Saved data entries:
========================================
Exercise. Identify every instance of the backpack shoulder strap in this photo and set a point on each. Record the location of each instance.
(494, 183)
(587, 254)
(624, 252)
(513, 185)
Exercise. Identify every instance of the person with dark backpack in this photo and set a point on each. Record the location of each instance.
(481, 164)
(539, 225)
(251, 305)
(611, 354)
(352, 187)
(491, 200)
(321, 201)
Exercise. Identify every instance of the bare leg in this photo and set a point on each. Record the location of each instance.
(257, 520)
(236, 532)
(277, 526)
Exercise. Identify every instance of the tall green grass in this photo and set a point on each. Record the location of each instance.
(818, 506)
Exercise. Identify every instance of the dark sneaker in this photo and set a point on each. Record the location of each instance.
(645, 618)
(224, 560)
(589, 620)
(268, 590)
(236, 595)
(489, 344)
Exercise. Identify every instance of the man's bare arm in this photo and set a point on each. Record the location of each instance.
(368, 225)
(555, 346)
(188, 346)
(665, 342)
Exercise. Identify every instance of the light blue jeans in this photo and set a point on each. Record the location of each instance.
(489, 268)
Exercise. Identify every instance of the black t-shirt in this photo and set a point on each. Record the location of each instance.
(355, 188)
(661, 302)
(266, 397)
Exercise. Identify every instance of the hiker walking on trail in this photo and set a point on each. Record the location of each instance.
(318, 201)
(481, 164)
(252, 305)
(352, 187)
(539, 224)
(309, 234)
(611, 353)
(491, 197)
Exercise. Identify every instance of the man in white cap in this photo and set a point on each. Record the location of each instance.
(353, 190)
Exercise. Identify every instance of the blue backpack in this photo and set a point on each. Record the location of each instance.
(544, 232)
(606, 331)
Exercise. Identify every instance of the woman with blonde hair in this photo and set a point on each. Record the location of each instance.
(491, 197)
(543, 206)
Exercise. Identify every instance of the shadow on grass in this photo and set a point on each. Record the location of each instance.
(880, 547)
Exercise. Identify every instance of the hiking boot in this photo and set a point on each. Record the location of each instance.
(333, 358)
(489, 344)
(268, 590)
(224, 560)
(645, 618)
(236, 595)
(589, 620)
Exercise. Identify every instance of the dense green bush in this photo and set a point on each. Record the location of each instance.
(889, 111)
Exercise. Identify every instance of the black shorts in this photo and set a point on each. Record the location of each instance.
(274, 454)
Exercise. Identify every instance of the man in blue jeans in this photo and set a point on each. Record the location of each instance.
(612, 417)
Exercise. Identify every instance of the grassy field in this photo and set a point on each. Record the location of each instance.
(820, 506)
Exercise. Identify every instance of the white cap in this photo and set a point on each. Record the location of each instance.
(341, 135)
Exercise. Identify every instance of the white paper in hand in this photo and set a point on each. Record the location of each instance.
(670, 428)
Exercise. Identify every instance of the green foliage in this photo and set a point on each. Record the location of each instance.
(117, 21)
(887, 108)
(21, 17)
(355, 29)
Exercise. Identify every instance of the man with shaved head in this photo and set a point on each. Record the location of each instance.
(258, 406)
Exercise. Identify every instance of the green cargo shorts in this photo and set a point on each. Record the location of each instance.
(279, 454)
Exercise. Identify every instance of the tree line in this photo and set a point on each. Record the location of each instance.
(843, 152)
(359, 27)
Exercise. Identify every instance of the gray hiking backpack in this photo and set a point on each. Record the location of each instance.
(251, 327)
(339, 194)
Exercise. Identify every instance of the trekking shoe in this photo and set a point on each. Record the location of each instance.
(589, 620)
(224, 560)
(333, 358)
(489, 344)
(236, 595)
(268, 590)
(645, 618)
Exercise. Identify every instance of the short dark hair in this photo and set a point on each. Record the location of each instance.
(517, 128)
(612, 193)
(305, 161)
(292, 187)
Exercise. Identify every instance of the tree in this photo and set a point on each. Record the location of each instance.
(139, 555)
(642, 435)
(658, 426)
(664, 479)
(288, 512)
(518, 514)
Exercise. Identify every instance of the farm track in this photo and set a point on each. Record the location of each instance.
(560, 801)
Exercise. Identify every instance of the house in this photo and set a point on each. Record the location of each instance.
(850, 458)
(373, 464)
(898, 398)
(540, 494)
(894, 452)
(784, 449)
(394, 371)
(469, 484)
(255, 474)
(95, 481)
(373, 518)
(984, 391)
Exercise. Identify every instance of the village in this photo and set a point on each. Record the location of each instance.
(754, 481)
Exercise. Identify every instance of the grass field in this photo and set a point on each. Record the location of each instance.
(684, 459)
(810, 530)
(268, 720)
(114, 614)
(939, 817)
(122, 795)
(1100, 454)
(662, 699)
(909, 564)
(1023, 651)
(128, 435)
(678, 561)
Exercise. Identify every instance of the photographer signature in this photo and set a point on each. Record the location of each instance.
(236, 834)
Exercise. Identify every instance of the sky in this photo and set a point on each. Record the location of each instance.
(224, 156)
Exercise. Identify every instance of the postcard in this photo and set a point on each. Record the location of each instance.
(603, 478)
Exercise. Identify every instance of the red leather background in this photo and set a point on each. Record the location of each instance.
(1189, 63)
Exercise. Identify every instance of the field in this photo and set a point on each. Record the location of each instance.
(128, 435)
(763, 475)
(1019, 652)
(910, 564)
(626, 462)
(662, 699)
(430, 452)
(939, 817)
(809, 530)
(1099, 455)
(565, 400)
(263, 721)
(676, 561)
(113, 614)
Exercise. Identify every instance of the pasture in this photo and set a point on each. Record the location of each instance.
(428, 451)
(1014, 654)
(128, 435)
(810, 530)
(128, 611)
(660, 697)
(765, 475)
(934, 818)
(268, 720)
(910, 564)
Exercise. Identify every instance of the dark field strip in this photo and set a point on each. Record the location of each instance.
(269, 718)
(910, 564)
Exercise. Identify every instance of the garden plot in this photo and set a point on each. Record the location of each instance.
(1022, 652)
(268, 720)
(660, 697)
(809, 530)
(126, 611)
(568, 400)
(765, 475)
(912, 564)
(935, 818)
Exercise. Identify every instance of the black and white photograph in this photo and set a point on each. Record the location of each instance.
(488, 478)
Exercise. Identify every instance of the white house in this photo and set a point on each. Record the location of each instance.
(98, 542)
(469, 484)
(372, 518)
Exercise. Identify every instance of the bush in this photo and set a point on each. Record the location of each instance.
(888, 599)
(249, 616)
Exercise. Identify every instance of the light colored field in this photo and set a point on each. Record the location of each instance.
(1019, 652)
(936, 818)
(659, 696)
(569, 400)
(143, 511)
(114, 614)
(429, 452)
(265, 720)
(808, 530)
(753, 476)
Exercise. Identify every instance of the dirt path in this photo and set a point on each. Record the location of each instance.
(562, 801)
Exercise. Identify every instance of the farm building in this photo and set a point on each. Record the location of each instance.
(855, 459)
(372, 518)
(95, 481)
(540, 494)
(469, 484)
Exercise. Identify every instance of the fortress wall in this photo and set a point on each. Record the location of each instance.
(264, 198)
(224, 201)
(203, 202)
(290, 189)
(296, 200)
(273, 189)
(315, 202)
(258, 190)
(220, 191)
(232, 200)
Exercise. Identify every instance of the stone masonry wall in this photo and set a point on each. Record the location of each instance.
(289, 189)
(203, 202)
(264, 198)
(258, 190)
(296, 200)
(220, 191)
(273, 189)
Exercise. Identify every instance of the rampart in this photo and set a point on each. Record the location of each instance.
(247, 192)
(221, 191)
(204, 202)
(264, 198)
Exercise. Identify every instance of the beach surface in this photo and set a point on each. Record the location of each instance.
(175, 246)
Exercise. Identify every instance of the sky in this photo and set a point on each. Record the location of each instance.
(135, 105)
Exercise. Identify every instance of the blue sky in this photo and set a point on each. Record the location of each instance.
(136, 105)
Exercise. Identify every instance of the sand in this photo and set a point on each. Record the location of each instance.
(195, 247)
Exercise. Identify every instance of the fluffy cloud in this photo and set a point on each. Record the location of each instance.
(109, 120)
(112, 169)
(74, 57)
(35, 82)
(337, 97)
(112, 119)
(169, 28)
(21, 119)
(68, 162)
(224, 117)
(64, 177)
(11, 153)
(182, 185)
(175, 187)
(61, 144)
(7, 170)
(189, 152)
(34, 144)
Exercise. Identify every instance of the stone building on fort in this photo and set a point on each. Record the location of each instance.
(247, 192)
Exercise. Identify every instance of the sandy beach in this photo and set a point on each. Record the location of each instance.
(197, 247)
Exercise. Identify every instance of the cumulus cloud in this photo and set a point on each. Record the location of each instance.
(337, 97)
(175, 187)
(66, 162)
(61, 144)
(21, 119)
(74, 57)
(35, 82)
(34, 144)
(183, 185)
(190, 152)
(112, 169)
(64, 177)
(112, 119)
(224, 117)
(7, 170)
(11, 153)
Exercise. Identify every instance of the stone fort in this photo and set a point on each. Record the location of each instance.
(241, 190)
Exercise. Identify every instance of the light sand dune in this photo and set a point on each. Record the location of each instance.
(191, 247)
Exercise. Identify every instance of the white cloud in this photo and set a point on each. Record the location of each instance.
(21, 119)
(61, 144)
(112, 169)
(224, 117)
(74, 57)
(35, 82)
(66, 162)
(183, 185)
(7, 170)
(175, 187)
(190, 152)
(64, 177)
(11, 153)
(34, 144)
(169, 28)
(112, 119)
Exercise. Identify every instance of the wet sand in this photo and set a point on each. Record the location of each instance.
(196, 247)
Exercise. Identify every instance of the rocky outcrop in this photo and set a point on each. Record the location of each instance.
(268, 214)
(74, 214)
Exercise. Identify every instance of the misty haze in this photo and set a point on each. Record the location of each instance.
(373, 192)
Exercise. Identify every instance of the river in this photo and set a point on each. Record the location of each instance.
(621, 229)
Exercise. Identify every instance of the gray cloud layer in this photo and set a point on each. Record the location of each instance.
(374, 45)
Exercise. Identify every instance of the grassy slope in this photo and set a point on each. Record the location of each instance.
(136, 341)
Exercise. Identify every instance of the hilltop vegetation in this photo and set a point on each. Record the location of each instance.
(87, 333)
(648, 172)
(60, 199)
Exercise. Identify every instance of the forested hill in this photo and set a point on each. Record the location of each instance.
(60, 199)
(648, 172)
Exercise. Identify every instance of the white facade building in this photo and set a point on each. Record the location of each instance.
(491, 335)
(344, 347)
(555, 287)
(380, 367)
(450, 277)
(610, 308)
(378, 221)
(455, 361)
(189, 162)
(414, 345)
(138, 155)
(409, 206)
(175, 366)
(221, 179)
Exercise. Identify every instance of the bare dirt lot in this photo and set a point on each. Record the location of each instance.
========================================
INSTRUCTIONS FOR THE TASK: Give everything from the line containing "Exercise. Identify every instance of the river" down to the final line of the saved data entries as a numbered list, omitting any blank lines.

EXERCISE RESULT:
1. Exercise. Identify every instance of the river in this photo and set a point on each. Record the location of each instance.
2. (621, 229)
3. Exercise. Identify every instance of the gray cloud layer in this photo and set a point on each. Record the location of each instance.
4. (374, 45)
5. Exercise. Identify every instance of the grassy slope in this photo and set a point on each. Record the location of each instance.
6. (136, 341)
7. Exercise. Identify every instance of the hilltop vegetation in this photo and set a point on each. Record the location of each instance.
8. (87, 333)
9. (648, 172)
10. (60, 199)
11. Exercise. Identify every instance of the forested hill in this photo and set a point on each. Record the location of each instance.
12. (60, 199)
13. (648, 172)
14. Exercise. Identify every instance of the white facade building in this photo and set a point on each. Record the location of each instance.
15. (491, 335)
16. (344, 347)
17. (555, 287)
18. (380, 367)
19. (450, 277)
20. (610, 308)
21. (378, 221)
22. (455, 361)
23. (189, 162)
24. (414, 345)
25. (138, 155)
26. (409, 206)
27. (175, 366)
28. (221, 179)
29. Exercise. Identify every instance of the bare dirt lot in this photo and set a point on each. Record the location of each instance.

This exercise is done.